*Request*:
Reproduce every one of the entries below verbatim, in the same order and with no line added or omitted.

*Supplied data*:
= = =

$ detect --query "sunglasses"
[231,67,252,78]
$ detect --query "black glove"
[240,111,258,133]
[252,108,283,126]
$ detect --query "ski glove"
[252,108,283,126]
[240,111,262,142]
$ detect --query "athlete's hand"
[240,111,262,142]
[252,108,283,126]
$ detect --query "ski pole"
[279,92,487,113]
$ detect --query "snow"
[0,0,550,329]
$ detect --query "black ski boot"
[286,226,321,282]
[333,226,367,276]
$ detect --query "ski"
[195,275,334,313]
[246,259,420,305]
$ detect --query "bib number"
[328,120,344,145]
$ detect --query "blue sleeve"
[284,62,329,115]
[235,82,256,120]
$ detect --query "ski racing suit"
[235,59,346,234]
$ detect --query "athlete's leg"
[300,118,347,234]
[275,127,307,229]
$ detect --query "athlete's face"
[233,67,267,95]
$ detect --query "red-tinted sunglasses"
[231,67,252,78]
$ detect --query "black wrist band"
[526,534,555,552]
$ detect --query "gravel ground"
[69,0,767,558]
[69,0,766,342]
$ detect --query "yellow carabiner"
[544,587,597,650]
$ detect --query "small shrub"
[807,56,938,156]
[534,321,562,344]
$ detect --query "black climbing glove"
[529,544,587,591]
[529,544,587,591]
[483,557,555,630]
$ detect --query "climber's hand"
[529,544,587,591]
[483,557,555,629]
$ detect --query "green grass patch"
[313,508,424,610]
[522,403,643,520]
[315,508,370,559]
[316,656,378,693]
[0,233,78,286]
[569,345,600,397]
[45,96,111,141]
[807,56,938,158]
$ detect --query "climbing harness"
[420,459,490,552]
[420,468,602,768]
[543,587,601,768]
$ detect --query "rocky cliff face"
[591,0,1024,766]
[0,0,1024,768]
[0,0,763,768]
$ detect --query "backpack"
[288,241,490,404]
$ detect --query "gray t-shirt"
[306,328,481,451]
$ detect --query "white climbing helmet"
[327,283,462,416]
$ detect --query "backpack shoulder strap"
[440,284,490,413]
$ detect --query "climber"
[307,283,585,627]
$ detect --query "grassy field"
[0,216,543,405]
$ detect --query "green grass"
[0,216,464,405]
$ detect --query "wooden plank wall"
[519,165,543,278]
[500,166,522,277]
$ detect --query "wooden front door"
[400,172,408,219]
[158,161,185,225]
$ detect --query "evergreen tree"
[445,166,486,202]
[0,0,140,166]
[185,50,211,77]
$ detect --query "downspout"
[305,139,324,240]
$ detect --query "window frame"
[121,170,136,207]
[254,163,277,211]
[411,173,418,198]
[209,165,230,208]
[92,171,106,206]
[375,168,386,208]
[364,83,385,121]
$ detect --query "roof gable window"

= = =

*Solution for this problem*:
$ detect --query "sunglasses"
[231,67,252,78]
$ detect --query "black glove"
[240,111,258,133]
[252,108,283,126]
$ detect --query "ski glove"
[252,108,283,126]
[240,111,262,142]
$ detect --query "athlete's hand"
[240,111,262,142]
[252,108,283,126]
$ detect --query "ski pole"
[279,92,487,113]
$ detect --query "snow"
[0,0,550,329]
$ detect --query "black ski boot"
[286,226,321,282]
[333,226,367,276]
$ detect --query "ski"
[195,275,334,313]
[246,259,420,305]
$ detect --query "bib number"
[328,120,344,145]
$ detect --query "blue sleeve"
[284,62,329,115]
[235,82,256,120]
$ detect --query "ski racing suit"
[235,59,346,234]
$ detect --query "athlete's leg"
[300,118,347,234]
[275,127,307,229]
$ detect --query "athlete's face"
[233,67,267,95]
$ detect --query "red-tinted sunglasses"
[231,67,252,78]
$ detect --query "black wrist band"
[526,534,555,552]
$ detect --query "gravel ground"
[69,0,767,558]
[69,0,766,342]
$ detect --query "yellow carabiner"
[544,587,597,650]
$ detect --query "small shrub"
[807,56,938,156]
[534,321,562,344]
$ detect --query "black climbing glove"
[529,544,587,591]
[529,544,587,591]
[483,557,555,630]
$ detect --query "climber's hand"
[529,544,587,591]
[483,557,555,629]
$ detect --query "green grass patch"
[313,508,424,610]
[522,403,643,520]
[315,508,370,559]
[316,656,378,693]
[0,233,78,286]
[569,345,600,397]
[45,96,111,141]
[807,56,938,158]
$ detect --query "climbing harness"
[420,459,490,552]
[420,468,602,768]
[543,587,601,768]
$ detect --query "rocky cliff face"
[591,0,1024,766]
[0,0,1024,768]
[0,0,763,768]
$ detect --query "backpack"
[288,241,490,404]
$ detect --query "gray t-shirt"
[306,328,481,451]
$ detect --query "white climbing helmet"
[327,283,462,416]
$ detect --query "backpack shoulder strap"
[440,284,490,413]
$ detect --query "climber"
[307,283,585,627]
$ detect --query "grassy field"
[0,216,543,405]
$ detect --query "green grass"
[0,216,464,405]
$ detect --query "wooden plank wall"
[519,165,543,278]
[500,166,522,277]
$ detect --query "wooden front door"
[400,172,408,219]
[158,161,185,225]
$ detect --query "evergreen tree"
[445,166,486,202]
[0,0,140,166]
[185,50,211,77]
$ detect --query "downspout"
[305,139,324,240]
$ detect --query "window frame"
[121,170,136,207]
[254,163,277,211]
[411,173,418,198]
[209,165,230,208]
[92,171,106,206]
[375,168,386,208]
[364,83,385,121]
$ detect --query "roof gable window"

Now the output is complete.